§ **Data supplied**:
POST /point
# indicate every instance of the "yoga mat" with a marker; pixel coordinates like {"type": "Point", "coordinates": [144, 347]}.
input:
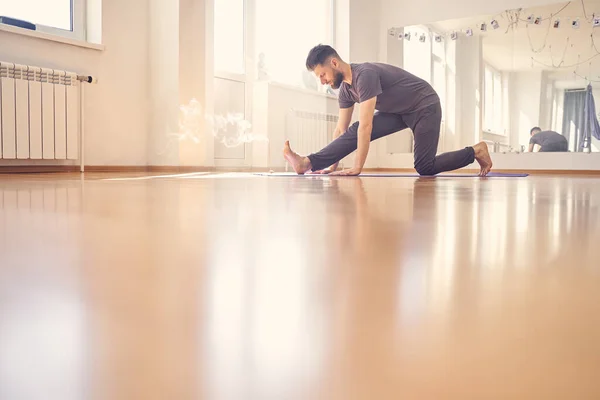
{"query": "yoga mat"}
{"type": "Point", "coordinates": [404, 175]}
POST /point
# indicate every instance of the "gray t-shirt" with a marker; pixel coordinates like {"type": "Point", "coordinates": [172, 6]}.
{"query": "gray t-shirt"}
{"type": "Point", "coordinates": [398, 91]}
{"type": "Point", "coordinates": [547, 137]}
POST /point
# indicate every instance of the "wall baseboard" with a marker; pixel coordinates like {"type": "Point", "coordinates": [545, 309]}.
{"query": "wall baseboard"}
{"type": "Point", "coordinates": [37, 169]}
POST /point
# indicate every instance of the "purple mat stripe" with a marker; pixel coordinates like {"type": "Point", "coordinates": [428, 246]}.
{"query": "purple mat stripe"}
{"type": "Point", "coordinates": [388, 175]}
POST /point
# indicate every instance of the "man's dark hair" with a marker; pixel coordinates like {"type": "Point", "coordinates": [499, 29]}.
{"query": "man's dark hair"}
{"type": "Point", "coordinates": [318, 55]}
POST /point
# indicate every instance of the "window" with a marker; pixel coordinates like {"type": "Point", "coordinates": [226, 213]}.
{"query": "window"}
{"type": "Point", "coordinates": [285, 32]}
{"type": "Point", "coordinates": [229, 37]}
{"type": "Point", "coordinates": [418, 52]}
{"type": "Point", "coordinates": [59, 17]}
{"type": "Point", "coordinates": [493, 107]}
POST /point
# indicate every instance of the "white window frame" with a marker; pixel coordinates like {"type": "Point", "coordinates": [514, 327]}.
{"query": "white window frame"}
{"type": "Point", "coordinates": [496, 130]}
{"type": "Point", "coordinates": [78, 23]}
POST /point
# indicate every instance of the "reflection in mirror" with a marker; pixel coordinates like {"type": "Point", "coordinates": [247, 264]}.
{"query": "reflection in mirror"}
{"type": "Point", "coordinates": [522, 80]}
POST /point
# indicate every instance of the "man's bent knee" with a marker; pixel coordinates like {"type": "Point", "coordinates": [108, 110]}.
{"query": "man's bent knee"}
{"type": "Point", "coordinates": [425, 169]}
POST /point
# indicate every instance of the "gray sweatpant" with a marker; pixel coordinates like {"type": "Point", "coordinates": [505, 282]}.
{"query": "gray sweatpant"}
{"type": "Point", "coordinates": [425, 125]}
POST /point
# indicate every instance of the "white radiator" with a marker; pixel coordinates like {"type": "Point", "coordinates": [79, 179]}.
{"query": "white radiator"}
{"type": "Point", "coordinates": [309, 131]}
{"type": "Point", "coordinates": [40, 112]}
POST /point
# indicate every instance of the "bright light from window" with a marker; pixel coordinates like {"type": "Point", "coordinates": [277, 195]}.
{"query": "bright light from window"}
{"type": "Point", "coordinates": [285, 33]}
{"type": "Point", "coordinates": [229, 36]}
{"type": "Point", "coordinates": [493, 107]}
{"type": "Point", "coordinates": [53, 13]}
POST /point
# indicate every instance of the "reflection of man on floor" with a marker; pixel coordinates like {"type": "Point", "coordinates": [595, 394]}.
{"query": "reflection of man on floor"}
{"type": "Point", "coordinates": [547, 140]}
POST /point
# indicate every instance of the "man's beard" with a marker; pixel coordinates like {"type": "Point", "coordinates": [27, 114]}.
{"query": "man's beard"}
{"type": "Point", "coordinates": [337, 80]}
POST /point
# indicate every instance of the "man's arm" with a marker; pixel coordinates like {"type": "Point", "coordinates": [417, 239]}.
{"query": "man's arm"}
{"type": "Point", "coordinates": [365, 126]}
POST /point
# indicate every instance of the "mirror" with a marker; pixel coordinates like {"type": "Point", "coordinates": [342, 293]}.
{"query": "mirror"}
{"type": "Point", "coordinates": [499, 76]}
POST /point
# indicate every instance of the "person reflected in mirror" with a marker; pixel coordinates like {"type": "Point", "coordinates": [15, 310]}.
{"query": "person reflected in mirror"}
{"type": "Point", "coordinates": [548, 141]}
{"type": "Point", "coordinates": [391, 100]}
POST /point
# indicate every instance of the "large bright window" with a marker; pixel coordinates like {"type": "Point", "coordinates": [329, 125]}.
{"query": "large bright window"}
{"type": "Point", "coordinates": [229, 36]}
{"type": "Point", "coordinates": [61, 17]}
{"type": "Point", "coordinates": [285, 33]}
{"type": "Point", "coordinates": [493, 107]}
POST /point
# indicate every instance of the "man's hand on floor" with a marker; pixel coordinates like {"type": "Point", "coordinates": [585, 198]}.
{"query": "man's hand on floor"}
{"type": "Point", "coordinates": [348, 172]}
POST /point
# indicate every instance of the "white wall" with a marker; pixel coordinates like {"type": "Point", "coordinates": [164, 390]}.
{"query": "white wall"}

§ **What the exercise asks**:
Transcribe the records verbatim and omit the images.

§ **Result of this task**:
POST /point
# indicate every instance of the "yoga mat" with a marker; pixel coordinates like {"type": "Point", "coordinates": [144, 347]}.
input:
{"query": "yoga mat"}
{"type": "Point", "coordinates": [404, 175]}
POST /point
# indicate every instance of the "gray t-shirt" with a marker; pixel coordinates like {"type": "Point", "coordinates": [172, 6]}.
{"query": "gray t-shirt"}
{"type": "Point", "coordinates": [398, 91]}
{"type": "Point", "coordinates": [547, 137]}
POST /point
# indicate every instance of the "wall baseboard" with a marker; pixel coordinates like {"type": "Point", "coordinates": [545, 309]}.
{"query": "wall baseboard"}
{"type": "Point", "coordinates": [37, 169]}
POST /point
# indicate every instance of the "purple mat stripe" with a marker; pixel coordinates like {"type": "Point", "coordinates": [428, 246]}.
{"query": "purple mat stripe"}
{"type": "Point", "coordinates": [388, 175]}
POST /point
# indicate every instance of the "man's dark hair" with a marker; pixel coordinates like {"type": "Point", "coordinates": [499, 29]}.
{"query": "man's dark hair"}
{"type": "Point", "coordinates": [318, 55]}
POST /point
# indicate every instance of the "window" with a marker; pixel coordinates like {"type": "Point", "coordinates": [226, 213]}.
{"query": "window"}
{"type": "Point", "coordinates": [285, 32]}
{"type": "Point", "coordinates": [229, 37]}
{"type": "Point", "coordinates": [418, 52]}
{"type": "Point", "coordinates": [59, 17]}
{"type": "Point", "coordinates": [493, 107]}
POST /point
# indicate every instance of the "white window frame" with a marker; pixel coordinates like {"type": "Point", "coordinates": [514, 327]}.
{"query": "white window frame"}
{"type": "Point", "coordinates": [496, 130]}
{"type": "Point", "coordinates": [78, 23]}
POST /point
# indicate every instance of the "reflection in mirror" with a marker; pixel coordinates like {"type": "Point", "coordinates": [247, 264]}.
{"query": "reflection in mirror"}
{"type": "Point", "coordinates": [522, 80]}
POST /point
# indicate every instance of the "man's bent knee" with a marker; pixel coordinates like {"type": "Point", "coordinates": [108, 110]}.
{"query": "man's bent knee"}
{"type": "Point", "coordinates": [425, 169]}
POST /point
# indicate every instance of the "gray sweatpant" with a marker; pixel coordinates like {"type": "Point", "coordinates": [505, 282]}.
{"query": "gray sweatpant"}
{"type": "Point", "coordinates": [425, 125]}
POST /point
# indicate every instance of the "white radiator" with a marker; pixel coordinates like {"type": "Point", "coordinates": [79, 179]}.
{"query": "white radiator"}
{"type": "Point", "coordinates": [309, 131]}
{"type": "Point", "coordinates": [40, 112]}
POST /point
# indicate every instance of the "bright light from window" with a marker; pixel coordinates like {"type": "Point", "coordinates": [277, 195]}.
{"query": "bright light from window"}
{"type": "Point", "coordinates": [285, 33]}
{"type": "Point", "coordinates": [229, 36]}
{"type": "Point", "coordinates": [493, 107]}
{"type": "Point", "coordinates": [53, 13]}
POST /point
# indicate every instance of the "reflection of man on floor" with a marker; pixel coordinates like {"type": "Point", "coordinates": [595, 394]}.
{"query": "reflection of man on floor"}
{"type": "Point", "coordinates": [547, 140]}
POST /point
# indicate every instance of the "man's beard" with a marker; pixel coordinates like {"type": "Point", "coordinates": [27, 114]}.
{"query": "man's beard"}
{"type": "Point", "coordinates": [337, 80]}
POST /point
# indicate every instance of the "man's arm" with a marker; pixel coordinates like {"type": "Point", "coordinates": [417, 239]}.
{"query": "man's arm"}
{"type": "Point", "coordinates": [365, 126]}
POST /point
# indicate every instance of the "mirror" with a marker; pixel coordinates like {"type": "Point", "coordinates": [342, 293]}.
{"query": "mirror"}
{"type": "Point", "coordinates": [499, 76]}
POST /point
# indicate every instance of the "person reflected in mirror" with a marker; pixel coordinates like {"type": "Point", "coordinates": [15, 310]}.
{"query": "person reflected in mirror"}
{"type": "Point", "coordinates": [548, 141]}
{"type": "Point", "coordinates": [391, 100]}
POST /point
# indicate every instance of the "large bright window" with a marker; pixel coordinates like {"type": "Point", "coordinates": [329, 125]}.
{"query": "large bright window"}
{"type": "Point", "coordinates": [229, 36]}
{"type": "Point", "coordinates": [61, 17]}
{"type": "Point", "coordinates": [285, 33]}
{"type": "Point", "coordinates": [493, 107]}
POST /point
# indicate every instance of the "man's hand on floor" with a marker; pixel coordinates like {"type": "Point", "coordinates": [585, 198]}.
{"query": "man's hand on floor"}
{"type": "Point", "coordinates": [348, 172]}
POST /point
# indicate every instance of the "white wall" with a marker; pixel coordinates like {"type": "Point", "coordinates": [164, 390]}.
{"query": "white wall"}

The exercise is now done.